#### ABOUT THIS EXERCISE
With no omissions, write out every record given below.

Stored data
=== Section Start ===
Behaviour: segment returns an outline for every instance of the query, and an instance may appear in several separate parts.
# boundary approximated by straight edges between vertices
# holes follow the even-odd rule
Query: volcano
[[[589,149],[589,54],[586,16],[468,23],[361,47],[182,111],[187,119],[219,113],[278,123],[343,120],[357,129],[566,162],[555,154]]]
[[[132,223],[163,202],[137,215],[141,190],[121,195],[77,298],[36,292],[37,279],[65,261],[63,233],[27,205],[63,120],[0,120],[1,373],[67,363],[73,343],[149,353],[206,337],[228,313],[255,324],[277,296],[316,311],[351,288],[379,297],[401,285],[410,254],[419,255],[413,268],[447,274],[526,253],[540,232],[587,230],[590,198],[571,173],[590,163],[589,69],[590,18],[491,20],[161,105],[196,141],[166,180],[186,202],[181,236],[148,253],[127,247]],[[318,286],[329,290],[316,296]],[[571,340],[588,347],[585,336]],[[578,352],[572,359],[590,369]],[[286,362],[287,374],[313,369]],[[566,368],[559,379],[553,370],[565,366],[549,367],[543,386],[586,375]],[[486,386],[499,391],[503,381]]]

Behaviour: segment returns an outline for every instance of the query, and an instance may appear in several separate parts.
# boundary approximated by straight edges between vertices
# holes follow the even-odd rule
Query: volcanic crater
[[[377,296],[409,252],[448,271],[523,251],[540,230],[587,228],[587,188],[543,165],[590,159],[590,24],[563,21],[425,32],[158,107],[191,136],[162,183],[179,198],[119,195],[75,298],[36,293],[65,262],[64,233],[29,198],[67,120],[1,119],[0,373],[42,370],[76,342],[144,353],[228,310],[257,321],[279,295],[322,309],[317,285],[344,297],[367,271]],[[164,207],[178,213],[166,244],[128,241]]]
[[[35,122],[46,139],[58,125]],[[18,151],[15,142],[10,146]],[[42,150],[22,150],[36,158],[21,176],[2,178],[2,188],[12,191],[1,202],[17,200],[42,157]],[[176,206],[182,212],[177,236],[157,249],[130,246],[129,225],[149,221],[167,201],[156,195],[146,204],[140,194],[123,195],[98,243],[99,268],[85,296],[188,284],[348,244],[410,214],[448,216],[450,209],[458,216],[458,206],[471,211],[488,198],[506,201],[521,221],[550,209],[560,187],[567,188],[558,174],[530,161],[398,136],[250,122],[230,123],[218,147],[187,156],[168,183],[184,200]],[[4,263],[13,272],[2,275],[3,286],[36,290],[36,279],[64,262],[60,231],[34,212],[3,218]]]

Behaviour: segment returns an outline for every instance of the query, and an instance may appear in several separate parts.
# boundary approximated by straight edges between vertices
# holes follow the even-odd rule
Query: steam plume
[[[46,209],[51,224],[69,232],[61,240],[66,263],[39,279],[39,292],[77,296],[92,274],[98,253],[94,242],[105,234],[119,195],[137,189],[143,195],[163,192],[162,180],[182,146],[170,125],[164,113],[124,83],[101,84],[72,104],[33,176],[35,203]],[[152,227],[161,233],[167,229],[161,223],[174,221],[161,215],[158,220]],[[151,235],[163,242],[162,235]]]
=== Section End ===
#### EXPECTED ANSWER
Behaviour: segment returns an outline for every instance of the query, and an instance may appear in several separate parts.
# boundary approximated by straight edges between vertices
# holes follow the even-odd rule
Query: volcano
[[[589,149],[589,54],[586,16],[468,23],[361,47],[182,111],[187,119],[219,113],[278,123],[343,120],[357,129],[566,162],[555,154]]]
[[[132,223],[163,202],[137,215],[141,190],[121,195],[77,298],[36,292],[37,279],[65,261],[63,233],[27,205],[63,120],[0,120],[1,373],[67,363],[73,343],[149,353],[206,337],[228,313],[255,324],[277,296],[316,311],[351,288],[379,297],[401,285],[410,254],[419,255],[413,268],[447,274],[526,253],[540,232],[587,230],[590,198],[571,173],[590,163],[589,69],[590,18],[491,20],[161,105],[196,141],[166,180],[186,202],[181,236],[148,253],[127,247]],[[318,286],[329,290],[316,296]],[[571,340],[588,347],[585,336]],[[578,352],[572,359],[590,369]],[[286,362],[287,374],[313,369]],[[566,368],[559,379],[553,370],[565,366],[549,367],[543,386],[586,375]],[[486,386],[499,391],[503,381]]]

Behaviour: segment returns an outline for every instance of the query, and an instance may appear in several separate parts.
# boundary approximated by straight edges between vertices
# holes follow the even-odd rule
Query: volcanic crater
[[[377,296],[409,252],[448,271],[523,251],[540,230],[587,228],[587,188],[543,165],[590,159],[590,24],[563,21],[425,32],[158,107],[191,136],[162,183],[179,198],[119,195],[75,298],[36,293],[65,262],[64,233],[29,198],[67,120],[1,119],[0,373],[42,370],[76,342],[144,353],[228,310],[257,321],[279,295],[322,309],[317,285],[344,297],[367,271]],[[164,207],[178,213],[166,244],[128,241]]]
[[[35,122],[46,139],[58,125]],[[18,151],[15,142],[10,146]],[[42,150],[22,150],[36,158],[21,176],[2,178],[2,188],[12,191],[1,202],[17,200],[42,157]],[[176,206],[182,212],[177,236],[157,249],[130,246],[129,225],[149,221],[167,201],[156,195],[146,204],[140,194],[123,195],[98,243],[99,268],[85,296],[188,284],[348,244],[410,214],[448,216],[450,209],[458,216],[458,206],[471,211],[488,198],[506,201],[521,221],[550,209],[560,187],[567,188],[558,174],[530,161],[398,136],[250,122],[230,123],[218,147],[187,156],[168,183],[184,200]],[[4,263],[13,272],[2,275],[3,286],[36,290],[36,279],[64,262],[60,231],[34,212],[3,218]]]

Behaviour: segment returns an outline for every instance of the query, and an instance may appear in several separate parts.
# boundary approximated by straight edges between vertices
# holes follow the even-odd rule
Query: steam plume
[[[46,209],[51,224],[69,232],[61,240],[66,263],[39,279],[39,292],[77,296],[92,274],[98,253],[94,242],[105,234],[119,195],[137,189],[143,195],[163,192],[162,180],[182,146],[170,125],[164,113],[124,83],[101,84],[72,104],[33,176],[35,203]],[[152,227],[161,233],[167,229],[161,223],[174,221],[161,215],[158,220]],[[151,235],[163,242],[162,235]]]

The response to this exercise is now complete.